Data:
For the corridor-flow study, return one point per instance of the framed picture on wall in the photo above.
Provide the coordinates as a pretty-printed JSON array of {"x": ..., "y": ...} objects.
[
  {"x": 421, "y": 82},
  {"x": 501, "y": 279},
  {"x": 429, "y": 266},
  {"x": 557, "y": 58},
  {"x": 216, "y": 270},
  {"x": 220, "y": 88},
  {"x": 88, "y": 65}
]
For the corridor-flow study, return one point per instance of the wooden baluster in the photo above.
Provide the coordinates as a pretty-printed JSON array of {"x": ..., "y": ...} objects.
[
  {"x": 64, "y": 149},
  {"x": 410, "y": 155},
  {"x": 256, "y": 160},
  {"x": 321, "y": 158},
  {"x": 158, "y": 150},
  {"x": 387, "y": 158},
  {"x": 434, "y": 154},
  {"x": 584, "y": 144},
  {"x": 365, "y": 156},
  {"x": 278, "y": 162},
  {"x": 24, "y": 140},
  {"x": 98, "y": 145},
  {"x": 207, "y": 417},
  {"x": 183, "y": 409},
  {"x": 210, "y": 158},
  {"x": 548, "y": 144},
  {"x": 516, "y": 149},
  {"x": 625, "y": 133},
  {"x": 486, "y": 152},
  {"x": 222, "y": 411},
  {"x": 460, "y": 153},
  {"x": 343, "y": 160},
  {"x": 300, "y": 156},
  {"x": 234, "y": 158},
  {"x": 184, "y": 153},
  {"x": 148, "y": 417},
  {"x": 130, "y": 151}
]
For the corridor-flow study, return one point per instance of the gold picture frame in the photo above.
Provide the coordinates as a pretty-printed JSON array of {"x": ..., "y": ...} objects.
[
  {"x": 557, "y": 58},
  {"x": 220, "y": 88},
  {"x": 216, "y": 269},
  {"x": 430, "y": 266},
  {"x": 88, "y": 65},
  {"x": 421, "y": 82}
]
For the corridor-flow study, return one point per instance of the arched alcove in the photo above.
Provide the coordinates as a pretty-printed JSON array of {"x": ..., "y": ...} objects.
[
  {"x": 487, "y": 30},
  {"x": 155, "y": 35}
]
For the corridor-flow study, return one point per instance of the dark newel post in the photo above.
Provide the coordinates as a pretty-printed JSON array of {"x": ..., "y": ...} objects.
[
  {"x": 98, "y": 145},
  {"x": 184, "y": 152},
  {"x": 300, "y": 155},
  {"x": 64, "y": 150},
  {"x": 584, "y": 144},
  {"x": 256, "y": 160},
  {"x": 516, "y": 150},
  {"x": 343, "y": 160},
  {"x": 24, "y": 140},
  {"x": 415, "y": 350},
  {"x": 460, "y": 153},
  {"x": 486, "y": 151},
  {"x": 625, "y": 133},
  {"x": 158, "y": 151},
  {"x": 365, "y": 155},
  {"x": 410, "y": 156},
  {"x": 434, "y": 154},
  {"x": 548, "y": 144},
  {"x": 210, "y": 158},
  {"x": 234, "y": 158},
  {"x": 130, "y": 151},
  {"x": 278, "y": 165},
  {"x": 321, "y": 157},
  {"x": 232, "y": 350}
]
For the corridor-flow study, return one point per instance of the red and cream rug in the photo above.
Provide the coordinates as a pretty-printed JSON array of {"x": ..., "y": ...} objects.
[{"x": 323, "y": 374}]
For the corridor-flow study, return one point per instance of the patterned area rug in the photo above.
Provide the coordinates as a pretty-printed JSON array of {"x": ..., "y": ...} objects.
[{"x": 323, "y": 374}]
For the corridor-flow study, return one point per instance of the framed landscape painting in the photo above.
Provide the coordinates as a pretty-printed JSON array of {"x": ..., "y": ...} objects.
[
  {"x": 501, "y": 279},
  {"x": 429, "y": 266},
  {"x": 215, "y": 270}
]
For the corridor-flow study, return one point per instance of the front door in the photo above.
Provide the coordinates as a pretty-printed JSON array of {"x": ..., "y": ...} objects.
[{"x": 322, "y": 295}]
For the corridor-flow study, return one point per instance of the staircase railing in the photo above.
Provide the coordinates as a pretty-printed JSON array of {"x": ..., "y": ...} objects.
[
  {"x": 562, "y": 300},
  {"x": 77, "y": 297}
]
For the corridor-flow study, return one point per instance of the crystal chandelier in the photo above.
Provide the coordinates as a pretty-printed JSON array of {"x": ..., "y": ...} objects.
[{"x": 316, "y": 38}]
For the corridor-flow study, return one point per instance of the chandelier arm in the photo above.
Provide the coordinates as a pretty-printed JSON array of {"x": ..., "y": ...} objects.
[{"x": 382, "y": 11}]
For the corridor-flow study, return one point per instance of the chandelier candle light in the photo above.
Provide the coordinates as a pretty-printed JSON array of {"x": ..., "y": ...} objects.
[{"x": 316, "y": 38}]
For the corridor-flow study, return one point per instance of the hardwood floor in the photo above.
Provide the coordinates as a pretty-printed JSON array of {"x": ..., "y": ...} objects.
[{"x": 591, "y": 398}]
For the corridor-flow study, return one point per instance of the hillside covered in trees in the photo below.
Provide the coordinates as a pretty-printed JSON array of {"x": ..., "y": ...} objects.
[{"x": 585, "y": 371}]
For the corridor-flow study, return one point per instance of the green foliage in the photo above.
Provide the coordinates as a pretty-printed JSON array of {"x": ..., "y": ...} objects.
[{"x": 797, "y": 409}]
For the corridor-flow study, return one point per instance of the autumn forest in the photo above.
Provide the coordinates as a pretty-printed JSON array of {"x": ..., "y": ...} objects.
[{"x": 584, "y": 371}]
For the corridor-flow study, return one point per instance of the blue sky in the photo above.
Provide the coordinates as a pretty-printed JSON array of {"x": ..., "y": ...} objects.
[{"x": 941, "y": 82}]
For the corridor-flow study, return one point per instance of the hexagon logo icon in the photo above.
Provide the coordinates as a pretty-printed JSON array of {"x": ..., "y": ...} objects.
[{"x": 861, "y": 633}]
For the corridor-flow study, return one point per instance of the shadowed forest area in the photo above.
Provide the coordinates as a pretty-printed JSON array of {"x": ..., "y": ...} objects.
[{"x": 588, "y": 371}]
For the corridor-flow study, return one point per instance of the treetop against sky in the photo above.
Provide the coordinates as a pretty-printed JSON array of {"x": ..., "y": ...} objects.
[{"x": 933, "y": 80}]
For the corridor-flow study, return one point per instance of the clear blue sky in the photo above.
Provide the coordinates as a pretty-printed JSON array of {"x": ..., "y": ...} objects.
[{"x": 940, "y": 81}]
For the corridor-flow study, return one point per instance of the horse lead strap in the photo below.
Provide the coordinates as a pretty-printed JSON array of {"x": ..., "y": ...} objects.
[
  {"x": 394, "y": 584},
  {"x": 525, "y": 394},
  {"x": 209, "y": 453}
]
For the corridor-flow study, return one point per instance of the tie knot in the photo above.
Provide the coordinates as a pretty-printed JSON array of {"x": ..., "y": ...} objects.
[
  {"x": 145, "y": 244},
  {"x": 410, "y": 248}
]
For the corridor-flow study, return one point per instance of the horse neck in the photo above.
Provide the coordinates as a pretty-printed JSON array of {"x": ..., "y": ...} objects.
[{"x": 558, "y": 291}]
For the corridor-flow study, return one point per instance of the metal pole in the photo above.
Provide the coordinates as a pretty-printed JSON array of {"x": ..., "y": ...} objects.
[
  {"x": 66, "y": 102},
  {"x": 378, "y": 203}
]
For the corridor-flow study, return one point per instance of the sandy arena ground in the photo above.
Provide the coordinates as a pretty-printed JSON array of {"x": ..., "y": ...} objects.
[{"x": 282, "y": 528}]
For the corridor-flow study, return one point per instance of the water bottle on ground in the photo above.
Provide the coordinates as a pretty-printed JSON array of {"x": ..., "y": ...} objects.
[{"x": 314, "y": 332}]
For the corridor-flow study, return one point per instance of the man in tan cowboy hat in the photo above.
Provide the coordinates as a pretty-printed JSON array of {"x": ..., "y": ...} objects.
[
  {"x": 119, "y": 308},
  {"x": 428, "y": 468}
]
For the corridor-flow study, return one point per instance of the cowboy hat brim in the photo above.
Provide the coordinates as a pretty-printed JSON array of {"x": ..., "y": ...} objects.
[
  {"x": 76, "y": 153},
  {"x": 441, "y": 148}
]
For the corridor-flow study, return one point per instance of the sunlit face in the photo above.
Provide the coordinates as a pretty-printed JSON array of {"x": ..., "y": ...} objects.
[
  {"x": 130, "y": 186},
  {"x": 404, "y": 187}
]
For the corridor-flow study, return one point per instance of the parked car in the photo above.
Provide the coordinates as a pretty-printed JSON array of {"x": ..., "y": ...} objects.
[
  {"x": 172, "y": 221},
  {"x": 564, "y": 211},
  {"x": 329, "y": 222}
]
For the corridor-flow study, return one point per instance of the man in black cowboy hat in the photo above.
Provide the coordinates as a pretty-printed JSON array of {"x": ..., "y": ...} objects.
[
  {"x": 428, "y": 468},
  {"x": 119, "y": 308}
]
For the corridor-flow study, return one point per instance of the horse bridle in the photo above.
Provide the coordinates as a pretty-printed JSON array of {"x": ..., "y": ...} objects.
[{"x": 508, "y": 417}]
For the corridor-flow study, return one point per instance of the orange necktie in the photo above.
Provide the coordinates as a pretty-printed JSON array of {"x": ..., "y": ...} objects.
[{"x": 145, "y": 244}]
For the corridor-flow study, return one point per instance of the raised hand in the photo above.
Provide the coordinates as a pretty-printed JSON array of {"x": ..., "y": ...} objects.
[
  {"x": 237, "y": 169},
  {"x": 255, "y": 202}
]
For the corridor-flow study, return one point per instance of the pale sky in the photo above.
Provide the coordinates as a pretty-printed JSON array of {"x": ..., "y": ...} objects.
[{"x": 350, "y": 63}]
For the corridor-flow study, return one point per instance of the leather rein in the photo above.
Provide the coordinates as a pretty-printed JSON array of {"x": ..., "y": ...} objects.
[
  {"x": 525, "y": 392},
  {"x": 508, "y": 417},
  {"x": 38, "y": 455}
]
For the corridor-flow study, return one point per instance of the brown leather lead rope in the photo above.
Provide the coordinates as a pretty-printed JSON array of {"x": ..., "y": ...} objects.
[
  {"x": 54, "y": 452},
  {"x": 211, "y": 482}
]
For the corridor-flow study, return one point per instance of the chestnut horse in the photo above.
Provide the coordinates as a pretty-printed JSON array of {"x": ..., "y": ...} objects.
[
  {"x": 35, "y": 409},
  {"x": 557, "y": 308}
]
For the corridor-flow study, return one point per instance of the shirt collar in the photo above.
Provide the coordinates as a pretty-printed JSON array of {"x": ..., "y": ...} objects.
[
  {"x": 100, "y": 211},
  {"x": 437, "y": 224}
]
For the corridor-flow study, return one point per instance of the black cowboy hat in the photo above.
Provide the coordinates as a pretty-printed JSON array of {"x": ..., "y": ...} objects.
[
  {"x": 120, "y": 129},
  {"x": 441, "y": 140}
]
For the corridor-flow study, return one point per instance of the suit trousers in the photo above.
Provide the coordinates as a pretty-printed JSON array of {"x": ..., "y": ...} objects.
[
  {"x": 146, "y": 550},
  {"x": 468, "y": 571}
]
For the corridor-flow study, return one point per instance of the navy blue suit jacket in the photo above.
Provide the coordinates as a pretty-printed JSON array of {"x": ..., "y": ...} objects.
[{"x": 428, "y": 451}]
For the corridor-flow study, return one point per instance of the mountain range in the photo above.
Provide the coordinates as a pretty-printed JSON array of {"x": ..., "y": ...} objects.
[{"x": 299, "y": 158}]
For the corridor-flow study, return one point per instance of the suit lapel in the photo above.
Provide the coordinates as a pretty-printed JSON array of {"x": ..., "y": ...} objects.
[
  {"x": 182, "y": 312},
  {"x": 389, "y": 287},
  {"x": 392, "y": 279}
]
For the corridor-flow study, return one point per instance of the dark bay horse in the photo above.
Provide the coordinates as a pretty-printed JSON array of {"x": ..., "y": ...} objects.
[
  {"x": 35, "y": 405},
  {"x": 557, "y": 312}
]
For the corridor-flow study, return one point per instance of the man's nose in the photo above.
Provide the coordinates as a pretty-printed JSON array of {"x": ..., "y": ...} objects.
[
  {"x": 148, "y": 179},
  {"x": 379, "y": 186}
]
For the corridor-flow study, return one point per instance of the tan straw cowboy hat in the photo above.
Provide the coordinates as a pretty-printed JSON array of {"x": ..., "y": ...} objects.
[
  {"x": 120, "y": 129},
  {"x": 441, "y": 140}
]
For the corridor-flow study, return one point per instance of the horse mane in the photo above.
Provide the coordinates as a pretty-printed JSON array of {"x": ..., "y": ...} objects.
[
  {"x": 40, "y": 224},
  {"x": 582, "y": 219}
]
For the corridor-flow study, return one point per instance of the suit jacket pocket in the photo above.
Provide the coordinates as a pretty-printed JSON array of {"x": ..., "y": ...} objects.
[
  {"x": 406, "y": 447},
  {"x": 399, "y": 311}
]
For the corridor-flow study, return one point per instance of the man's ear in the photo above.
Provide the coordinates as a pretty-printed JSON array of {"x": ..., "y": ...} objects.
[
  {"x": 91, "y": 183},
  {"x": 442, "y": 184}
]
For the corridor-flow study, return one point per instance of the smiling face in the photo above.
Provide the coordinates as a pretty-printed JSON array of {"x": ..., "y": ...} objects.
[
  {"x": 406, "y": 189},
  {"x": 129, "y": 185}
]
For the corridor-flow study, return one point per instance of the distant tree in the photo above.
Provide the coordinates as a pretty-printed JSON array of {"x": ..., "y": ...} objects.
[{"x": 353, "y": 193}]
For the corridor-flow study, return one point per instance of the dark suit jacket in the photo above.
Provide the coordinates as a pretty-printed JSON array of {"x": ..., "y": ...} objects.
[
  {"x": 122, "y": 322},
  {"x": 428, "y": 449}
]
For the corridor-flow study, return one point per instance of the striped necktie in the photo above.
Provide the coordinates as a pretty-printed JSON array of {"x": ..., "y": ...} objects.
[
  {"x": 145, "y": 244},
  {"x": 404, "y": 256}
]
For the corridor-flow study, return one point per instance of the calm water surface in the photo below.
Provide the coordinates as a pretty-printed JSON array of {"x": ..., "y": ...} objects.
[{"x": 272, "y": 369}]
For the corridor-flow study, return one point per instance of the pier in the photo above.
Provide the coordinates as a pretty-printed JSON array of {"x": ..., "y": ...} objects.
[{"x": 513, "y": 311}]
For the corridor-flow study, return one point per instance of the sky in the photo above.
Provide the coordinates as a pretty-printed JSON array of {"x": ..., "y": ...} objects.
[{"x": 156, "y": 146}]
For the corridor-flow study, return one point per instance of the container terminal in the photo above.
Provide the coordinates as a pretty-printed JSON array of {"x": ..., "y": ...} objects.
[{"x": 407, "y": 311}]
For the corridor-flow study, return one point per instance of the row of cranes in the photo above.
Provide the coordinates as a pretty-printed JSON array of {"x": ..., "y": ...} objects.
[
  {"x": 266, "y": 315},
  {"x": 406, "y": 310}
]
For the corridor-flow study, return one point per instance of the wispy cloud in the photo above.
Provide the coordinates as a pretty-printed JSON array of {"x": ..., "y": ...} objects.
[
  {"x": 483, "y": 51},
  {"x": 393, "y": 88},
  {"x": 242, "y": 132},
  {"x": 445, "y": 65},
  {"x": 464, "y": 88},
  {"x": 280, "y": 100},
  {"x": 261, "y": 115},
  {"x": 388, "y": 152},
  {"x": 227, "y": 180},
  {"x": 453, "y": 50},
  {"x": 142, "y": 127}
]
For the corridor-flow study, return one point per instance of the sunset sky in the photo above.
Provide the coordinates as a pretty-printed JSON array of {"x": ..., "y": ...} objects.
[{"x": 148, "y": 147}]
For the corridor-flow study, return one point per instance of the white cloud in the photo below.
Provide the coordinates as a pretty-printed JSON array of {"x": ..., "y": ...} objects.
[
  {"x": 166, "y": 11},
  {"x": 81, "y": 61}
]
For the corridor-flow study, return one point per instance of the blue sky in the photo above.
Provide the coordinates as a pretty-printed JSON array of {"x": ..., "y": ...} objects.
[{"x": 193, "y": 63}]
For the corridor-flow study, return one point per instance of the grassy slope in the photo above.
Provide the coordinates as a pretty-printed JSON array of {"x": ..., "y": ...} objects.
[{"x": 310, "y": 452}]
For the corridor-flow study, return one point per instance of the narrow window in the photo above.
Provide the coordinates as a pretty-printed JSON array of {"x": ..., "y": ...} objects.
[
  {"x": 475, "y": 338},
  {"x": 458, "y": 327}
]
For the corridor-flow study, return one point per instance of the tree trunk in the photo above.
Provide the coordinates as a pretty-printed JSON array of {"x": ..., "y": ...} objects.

Assignment:
Your answer must consist solely of the lines above between the line holding "hand in the photo above." and the line holding "the black cowboy hat in the photo above.", inclusive, copied exactly.

Task response:
For the corridor-flow study, return one point per instance of the raised hand in the photo above.
Provide the coordinates as a pretty-printed JSON array of {"x": ..., "y": ...} objects.
[
  {"x": 237, "y": 169},
  {"x": 255, "y": 202}
]
For the corridor-flow study, return one point per instance of the pale sky in the photo above.
Provide the coordinates as a pretty-printed JSON array of {"x": ..., "y": ...} objects.
[{"x": 350, "y": 63}]
For the corridor-flow study, return one point per instance of the leather rein in the photo above.
Provide the coordinates as a pretty-printed JSON array of {"x": ..., "y": ...} objects.
[
  {"x": 525, "y": 392},
  {"x": 508, "y": 417},
  {"x": 38, "y": 455}
]
For the corridor-flow study, return one point per instance of the brown leather lead rope in the photo above.
Provide the coordinates as a pretty-printed JSON array of {"x": ..., "y": ...} objects.
[
  {"x": 54, "y": 452},
  {"x": 211, "y": 482}
]
For the corridor-flow study, return one point per instance of the chestnut horse in the photo above.
Provide the coordinates as a pretty-printed JSON array of {"x": ..., "y": ...} objects.
[
  {"x": 35, "y": 409},
  {"x": 557, "y": 308}
]
For the corridor-flow study, return one point per instance of the shirt collar in the photo above.
Provide the coordinates as a pretty-printed JSON array of {"x": ..., "y": ...} objects.
[
  {"x": 100, "y": 211},
  {"x": 437, "y": 224}
]
For the corridor-flow study, return one point per instance of the black cowboy hat in the photo above.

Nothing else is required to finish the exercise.